### Work instructions:
Starting at the line that contains "Can you find the white", restate each line word for word through the final line of the data, keeping both ends.

### Records for the task:
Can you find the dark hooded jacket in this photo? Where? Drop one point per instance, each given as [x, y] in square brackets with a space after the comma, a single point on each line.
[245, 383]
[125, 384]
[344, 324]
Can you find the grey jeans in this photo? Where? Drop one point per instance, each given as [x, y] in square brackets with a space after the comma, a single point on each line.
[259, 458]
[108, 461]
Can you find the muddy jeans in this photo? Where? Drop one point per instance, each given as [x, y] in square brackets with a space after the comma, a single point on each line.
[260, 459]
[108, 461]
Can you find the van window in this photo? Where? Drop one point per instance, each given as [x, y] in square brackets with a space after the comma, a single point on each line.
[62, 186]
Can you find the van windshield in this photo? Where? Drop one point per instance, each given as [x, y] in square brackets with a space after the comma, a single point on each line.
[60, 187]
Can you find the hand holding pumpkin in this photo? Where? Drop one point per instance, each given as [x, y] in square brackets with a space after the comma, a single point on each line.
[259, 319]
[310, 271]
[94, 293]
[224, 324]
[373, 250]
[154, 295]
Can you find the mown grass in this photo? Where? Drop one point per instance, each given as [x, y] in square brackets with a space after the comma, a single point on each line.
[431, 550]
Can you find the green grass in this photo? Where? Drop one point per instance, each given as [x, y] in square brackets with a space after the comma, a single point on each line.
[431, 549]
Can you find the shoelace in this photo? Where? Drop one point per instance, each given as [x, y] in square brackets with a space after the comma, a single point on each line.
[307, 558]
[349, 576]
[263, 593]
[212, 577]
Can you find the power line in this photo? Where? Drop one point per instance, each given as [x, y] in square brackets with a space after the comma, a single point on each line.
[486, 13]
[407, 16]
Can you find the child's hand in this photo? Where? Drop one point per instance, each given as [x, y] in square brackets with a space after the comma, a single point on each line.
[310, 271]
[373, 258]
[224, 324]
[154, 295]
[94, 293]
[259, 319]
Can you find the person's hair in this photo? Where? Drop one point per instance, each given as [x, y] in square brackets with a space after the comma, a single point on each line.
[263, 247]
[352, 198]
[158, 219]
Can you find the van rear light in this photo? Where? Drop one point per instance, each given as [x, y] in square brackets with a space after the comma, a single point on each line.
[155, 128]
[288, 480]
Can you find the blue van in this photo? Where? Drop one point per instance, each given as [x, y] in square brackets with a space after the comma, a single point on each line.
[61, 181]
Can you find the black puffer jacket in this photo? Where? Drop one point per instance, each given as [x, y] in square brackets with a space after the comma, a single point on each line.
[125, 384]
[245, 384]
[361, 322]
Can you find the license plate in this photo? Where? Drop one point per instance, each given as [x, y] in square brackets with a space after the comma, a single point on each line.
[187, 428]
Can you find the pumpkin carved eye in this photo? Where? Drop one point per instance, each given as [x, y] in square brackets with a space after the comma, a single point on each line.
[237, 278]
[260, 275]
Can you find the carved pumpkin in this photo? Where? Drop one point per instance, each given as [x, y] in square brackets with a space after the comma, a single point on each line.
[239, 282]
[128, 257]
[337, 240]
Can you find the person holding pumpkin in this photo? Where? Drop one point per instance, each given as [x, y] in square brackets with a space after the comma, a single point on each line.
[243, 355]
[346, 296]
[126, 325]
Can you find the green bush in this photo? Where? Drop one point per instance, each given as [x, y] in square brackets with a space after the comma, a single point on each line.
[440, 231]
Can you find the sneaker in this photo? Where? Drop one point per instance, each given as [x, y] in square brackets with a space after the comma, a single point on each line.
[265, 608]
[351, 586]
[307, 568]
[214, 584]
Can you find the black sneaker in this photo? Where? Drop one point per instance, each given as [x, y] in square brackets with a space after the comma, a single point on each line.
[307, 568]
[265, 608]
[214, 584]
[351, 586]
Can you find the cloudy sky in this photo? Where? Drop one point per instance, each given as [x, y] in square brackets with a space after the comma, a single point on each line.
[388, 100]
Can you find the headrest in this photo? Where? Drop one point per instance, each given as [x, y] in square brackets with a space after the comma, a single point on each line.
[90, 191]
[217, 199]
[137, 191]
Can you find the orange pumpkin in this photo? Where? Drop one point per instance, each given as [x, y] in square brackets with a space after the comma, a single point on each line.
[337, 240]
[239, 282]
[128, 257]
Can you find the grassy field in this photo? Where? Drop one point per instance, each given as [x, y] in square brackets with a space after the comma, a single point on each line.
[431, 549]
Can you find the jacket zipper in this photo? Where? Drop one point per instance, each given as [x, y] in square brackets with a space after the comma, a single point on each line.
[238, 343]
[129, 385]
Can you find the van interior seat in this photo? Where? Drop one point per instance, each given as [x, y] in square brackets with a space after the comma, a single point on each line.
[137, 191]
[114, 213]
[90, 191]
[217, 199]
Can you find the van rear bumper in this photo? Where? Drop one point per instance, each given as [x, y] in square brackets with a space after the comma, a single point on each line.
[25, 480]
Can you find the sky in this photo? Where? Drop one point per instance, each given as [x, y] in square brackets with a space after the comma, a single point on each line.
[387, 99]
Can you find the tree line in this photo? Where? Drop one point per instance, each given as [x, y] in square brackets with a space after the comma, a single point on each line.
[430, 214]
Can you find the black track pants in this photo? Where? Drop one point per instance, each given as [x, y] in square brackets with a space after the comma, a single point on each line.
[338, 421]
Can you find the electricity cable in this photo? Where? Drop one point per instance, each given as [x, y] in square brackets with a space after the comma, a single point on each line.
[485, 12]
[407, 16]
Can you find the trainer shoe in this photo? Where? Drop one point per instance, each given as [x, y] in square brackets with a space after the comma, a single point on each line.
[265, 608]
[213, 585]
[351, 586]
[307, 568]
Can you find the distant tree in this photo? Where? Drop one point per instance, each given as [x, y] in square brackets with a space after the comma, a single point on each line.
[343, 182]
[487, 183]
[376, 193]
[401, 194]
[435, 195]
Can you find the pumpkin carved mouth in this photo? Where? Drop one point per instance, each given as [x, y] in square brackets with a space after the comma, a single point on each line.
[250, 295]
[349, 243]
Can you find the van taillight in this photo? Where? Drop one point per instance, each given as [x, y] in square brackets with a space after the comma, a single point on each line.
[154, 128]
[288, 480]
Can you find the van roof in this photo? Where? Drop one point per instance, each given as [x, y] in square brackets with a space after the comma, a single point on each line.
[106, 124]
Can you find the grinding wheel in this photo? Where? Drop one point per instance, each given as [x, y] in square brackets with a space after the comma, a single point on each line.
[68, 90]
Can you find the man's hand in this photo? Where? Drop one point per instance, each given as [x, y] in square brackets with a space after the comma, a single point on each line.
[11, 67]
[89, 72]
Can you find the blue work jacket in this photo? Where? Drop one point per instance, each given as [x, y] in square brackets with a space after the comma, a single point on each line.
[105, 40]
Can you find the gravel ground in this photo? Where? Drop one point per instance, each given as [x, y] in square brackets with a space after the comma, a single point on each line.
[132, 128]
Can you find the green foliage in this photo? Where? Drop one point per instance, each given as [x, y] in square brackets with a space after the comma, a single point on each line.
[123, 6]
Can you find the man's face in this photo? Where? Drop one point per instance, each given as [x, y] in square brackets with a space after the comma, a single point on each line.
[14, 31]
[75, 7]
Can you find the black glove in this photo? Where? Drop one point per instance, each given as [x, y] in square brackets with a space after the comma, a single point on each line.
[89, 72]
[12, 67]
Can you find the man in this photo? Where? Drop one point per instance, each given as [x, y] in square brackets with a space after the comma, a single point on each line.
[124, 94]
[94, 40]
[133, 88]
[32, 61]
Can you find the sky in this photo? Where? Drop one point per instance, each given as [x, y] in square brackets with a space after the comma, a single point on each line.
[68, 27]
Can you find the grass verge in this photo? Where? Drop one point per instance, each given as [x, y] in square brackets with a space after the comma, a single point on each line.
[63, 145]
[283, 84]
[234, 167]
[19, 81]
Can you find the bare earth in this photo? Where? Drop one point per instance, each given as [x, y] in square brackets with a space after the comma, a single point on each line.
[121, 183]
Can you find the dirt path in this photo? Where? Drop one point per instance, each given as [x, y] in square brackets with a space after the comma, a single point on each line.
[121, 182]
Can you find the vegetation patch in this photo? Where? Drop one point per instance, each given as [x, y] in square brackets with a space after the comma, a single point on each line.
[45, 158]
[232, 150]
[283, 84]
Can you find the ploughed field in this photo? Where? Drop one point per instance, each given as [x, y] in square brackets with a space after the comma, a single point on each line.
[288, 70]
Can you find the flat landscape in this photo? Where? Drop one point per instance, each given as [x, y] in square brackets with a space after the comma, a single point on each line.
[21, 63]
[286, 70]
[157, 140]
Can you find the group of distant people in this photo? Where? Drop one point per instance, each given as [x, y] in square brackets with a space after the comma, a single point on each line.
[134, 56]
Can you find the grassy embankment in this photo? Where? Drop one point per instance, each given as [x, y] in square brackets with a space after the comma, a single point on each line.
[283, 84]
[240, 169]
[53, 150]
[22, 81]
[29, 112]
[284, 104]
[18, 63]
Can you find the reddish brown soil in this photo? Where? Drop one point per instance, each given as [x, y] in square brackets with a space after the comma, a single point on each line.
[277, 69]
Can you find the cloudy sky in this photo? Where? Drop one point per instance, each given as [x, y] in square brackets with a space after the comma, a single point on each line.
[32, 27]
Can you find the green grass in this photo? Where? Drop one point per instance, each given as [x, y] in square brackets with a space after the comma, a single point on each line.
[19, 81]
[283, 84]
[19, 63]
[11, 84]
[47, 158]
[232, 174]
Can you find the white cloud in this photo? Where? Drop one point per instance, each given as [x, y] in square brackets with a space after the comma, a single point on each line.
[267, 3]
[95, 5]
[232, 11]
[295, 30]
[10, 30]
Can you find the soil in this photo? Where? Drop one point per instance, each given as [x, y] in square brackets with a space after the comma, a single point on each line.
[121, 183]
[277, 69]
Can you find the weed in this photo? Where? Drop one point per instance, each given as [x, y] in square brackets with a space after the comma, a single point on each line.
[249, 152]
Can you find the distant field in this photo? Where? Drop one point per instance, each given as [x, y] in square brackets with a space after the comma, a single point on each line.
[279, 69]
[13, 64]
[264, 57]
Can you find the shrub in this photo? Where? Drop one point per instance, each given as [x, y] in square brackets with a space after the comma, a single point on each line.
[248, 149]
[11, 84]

### The output:
Can you find the white cloud in this photo? Where? Drop one point per instance, each given as [x, y] in square brackets with a space after the comma, a single point on each line.
[267, 3]
[95, 5]
[232, 11]
[295, 30]
[10, 30]
Can you find the soil in this photo? Where? Drop one point per instance, each given as [x, y] in square brackets with a space after the comma, a single point on each line.
[121, 183]
[277, 69]
Can you find the weed in this photo? Where? Drop one point per instance, each given as [x, y] in square brackets with a space after the comma, a single point on each line.
[249, 152]
Can you find the distant field in this photo? Where? Drop one point per instance, each given as [x, y] in square brackets with a space after the comma, a single point on each line.
[279, 69]
[13, 64]
[264, 57]
Can you find the shrub in this photo? Where? Drop one point per instance, each given as [x, y] in square brackets with a space after the comma, a single point on each line.
[248, 149]
[11, 84]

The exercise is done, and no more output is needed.